Set problem => Locate every line below that contains the string "fabric" and copy each such line in full.

Information shown =>
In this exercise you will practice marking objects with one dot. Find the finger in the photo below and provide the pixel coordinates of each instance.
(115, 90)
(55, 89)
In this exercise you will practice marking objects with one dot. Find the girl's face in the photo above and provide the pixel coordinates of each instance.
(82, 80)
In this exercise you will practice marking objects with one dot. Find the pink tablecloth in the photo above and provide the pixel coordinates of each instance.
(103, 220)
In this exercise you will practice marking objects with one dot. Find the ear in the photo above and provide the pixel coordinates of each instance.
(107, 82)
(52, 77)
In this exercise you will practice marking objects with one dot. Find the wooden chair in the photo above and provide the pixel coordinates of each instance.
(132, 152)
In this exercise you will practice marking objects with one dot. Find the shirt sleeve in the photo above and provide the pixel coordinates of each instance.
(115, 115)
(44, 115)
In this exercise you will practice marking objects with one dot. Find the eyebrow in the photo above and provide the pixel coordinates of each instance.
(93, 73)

--

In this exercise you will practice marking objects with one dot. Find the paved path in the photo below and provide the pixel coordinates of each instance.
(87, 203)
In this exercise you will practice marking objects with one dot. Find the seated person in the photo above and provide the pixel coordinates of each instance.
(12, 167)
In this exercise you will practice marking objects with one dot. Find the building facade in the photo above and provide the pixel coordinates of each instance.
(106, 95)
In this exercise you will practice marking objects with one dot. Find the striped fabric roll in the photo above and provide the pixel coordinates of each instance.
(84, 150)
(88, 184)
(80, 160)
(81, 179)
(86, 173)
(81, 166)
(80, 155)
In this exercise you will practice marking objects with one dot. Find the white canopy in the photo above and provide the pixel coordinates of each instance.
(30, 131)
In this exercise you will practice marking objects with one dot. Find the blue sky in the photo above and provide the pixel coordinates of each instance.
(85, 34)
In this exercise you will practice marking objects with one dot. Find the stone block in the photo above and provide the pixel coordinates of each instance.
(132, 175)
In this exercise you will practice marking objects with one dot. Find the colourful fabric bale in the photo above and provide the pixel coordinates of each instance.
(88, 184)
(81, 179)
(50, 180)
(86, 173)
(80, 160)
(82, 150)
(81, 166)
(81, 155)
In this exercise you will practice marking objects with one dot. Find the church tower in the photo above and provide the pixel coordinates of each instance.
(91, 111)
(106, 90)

...

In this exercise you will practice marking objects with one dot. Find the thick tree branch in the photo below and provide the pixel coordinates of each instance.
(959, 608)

Solution to the exercise =>
In this exercise you will practice marking objects with one dot. Find the striped fabric roll in the photo above and provide the pixel coordinates of each instance.
In this exercise you will practice marking objects with one dot. Find the colourful fabric bale in the photo above and provide the pixel coordinates of each instance.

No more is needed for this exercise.